EXERCISE BRIEF:
According to the text about the LLM-powered MBTI application, what temperature was set to reduce the randomness of the predictions?
----- READING PASSAGE -----
Deploy your application
You can deploy your application as follows:
ploomber-cloud deploy
This will deploy your application on the cloud. You can then access your application via the URL provided in the output of the command above.
Conclusion
We found that the LLM-powered approach was able to determine the MBTI type with some degree of accuracy. We also found that the LLM was able to handle ambiguity and ambivert characteristics. However, we found that the LLM did not always produce the same reasoning for a given MBTI type. Even when reducing the randomness of the predictions by setting the temperature
to 0.1, we found that the LLM would sometimes produce different reasoning for the same MBTI type. We also found that the LLM was not able to successfully count results. One area we can leverage is by combining a deterministic approach for more reliable results, along with an LLM approach to provide an explanation for what the traits mean. Another possibility is to extend the functionality of the application, by allowing the user to ask an open-ended question, and then using the LLM to generate a response based on the deterministic approach.
----- INFORMATION SUPPLIED -----
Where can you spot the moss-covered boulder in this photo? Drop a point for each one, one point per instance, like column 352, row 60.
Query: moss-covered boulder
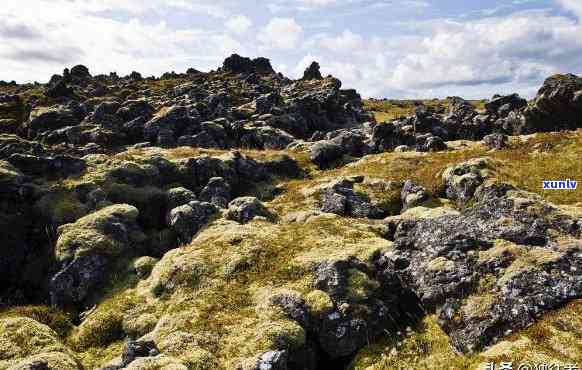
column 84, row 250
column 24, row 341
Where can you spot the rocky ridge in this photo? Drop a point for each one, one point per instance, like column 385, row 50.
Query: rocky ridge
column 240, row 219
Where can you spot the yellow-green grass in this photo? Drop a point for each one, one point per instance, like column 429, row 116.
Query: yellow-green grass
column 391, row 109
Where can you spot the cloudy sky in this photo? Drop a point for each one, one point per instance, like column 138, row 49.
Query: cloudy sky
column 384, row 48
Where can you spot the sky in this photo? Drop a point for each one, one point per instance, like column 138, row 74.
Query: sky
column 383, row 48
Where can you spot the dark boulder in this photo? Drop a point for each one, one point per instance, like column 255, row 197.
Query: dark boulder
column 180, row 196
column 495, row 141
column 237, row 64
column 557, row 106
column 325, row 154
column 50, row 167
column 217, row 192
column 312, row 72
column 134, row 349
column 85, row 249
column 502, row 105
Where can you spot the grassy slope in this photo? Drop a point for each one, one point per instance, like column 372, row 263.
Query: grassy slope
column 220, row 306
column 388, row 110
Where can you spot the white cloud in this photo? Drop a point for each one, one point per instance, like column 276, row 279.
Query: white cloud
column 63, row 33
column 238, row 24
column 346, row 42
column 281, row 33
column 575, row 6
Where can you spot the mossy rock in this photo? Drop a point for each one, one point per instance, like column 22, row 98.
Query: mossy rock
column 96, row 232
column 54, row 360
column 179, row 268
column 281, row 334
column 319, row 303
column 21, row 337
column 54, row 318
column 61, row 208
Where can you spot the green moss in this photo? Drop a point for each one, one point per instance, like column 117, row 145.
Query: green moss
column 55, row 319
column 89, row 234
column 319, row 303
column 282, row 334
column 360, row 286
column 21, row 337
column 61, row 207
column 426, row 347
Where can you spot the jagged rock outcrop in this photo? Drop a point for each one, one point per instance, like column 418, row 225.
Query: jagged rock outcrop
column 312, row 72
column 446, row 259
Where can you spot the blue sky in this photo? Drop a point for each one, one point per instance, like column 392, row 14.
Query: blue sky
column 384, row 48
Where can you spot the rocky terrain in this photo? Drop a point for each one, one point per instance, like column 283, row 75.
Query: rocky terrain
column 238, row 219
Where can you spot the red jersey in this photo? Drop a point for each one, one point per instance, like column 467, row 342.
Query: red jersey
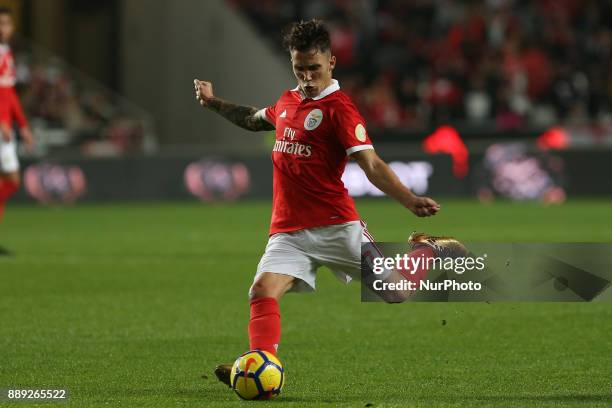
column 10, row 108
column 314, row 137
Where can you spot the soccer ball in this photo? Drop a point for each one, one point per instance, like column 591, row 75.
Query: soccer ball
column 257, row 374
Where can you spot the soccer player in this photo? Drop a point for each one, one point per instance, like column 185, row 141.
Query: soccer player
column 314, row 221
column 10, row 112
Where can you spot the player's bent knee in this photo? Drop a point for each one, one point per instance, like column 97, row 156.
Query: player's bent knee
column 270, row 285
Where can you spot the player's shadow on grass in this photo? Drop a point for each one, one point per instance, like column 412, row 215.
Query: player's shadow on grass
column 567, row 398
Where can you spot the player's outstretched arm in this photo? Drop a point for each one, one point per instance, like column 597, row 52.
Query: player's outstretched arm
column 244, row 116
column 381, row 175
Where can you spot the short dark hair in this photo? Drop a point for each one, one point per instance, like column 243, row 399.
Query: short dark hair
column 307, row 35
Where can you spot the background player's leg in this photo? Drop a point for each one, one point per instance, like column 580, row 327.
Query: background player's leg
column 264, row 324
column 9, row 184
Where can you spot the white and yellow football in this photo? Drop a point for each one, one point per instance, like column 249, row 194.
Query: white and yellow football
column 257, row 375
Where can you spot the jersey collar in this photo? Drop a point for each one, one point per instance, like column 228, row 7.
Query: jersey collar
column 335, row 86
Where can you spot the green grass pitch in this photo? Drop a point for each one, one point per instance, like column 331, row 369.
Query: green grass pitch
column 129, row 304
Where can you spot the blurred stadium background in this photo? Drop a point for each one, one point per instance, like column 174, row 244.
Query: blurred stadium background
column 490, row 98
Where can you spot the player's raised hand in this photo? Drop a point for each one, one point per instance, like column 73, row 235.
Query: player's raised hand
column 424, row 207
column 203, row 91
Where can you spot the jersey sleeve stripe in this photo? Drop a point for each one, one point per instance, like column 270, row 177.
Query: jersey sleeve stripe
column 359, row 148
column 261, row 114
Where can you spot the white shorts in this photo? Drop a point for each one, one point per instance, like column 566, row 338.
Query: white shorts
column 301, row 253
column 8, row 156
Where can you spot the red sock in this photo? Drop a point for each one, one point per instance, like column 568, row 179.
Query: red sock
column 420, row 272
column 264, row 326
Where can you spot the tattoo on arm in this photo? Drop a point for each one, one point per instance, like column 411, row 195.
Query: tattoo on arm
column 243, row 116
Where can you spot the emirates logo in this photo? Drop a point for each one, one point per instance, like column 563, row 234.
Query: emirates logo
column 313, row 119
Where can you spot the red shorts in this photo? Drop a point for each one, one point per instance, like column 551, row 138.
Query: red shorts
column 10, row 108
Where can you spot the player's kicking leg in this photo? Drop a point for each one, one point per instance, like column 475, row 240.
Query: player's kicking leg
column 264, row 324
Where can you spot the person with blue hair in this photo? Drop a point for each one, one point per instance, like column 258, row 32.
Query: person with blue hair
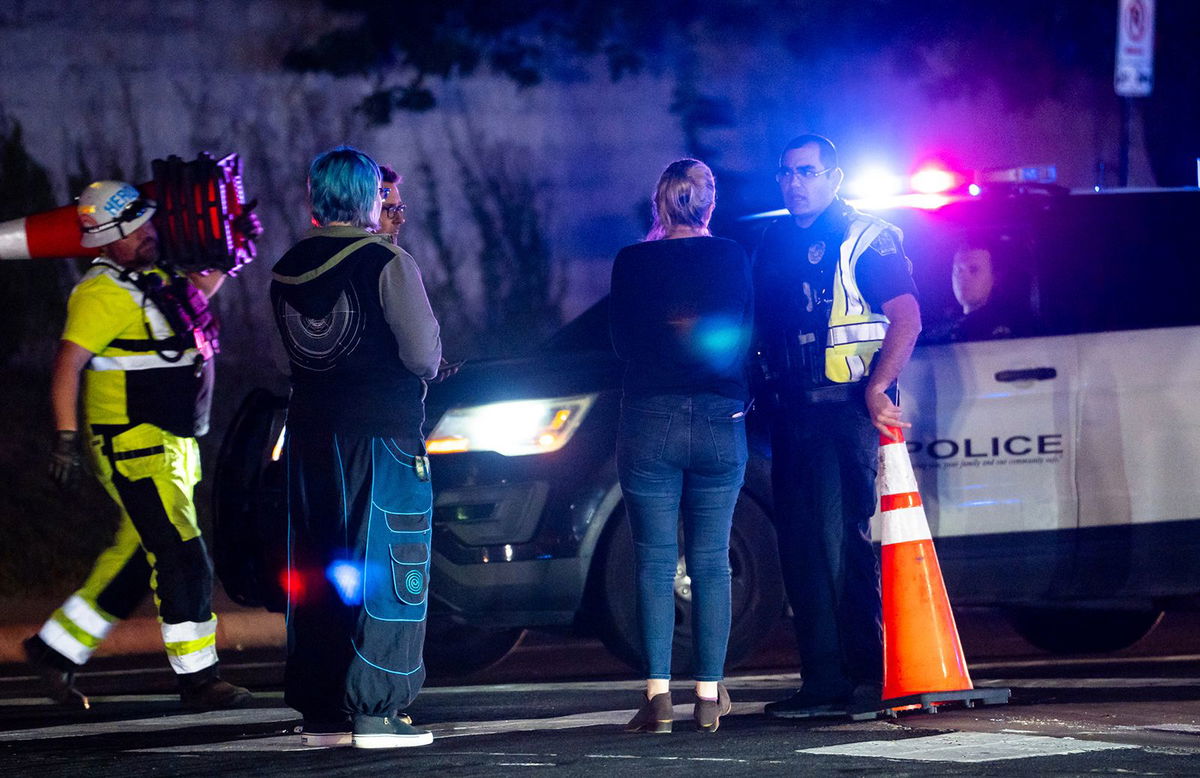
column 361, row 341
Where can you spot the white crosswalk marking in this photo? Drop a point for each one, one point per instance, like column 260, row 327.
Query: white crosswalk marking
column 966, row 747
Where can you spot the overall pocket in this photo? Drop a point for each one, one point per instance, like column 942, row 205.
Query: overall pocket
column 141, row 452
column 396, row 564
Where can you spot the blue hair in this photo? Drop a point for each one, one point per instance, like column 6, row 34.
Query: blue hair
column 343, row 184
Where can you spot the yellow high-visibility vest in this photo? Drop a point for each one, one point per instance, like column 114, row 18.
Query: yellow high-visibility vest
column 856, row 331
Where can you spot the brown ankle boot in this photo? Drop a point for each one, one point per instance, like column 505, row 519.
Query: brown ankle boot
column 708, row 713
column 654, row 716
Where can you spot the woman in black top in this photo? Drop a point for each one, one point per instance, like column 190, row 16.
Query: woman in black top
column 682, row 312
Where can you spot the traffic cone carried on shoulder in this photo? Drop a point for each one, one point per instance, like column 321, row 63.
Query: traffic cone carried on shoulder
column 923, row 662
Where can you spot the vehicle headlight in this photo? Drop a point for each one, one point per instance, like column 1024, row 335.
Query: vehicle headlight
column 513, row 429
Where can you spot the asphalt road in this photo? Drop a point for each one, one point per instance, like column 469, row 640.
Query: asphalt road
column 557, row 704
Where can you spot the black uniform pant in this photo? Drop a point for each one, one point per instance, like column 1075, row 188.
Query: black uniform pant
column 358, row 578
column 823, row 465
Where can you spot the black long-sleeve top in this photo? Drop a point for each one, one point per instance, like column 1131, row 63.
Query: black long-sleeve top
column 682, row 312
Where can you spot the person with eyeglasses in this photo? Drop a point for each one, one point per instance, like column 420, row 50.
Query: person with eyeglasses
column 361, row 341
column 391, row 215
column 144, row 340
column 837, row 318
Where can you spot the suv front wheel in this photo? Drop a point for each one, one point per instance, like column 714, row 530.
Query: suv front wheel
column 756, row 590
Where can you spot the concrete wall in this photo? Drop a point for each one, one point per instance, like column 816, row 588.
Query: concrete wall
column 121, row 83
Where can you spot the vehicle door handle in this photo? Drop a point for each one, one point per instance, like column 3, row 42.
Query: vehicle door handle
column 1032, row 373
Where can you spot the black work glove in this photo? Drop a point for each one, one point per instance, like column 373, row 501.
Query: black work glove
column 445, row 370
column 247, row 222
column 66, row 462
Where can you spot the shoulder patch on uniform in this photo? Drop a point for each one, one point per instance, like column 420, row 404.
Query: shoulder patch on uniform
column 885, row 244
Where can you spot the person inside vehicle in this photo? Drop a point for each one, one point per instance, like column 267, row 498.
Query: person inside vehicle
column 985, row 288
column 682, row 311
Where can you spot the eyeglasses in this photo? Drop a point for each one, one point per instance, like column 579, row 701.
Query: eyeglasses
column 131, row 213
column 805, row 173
-----
YOUR RESPONSE:
0.1